入力レコード:
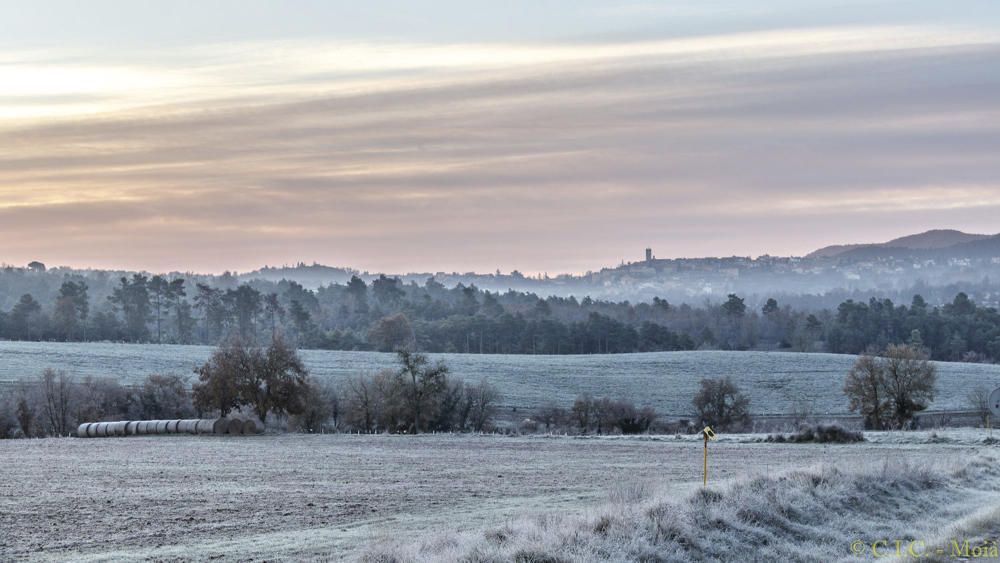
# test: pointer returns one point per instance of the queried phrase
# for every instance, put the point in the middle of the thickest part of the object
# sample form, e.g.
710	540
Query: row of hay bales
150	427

...

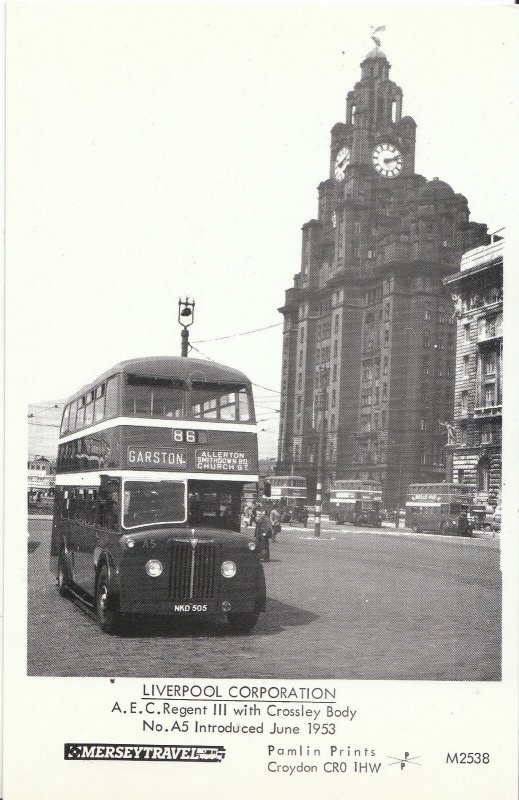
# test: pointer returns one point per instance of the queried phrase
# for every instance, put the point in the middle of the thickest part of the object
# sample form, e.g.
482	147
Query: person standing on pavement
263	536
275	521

課題: 上のレコードから文字列「Query」を含む行をすべて特定し、各行をそのまま書き写してください。大文字と小文字は区別します。

解答:
Query: row of hay bales
Query: person standing on pavement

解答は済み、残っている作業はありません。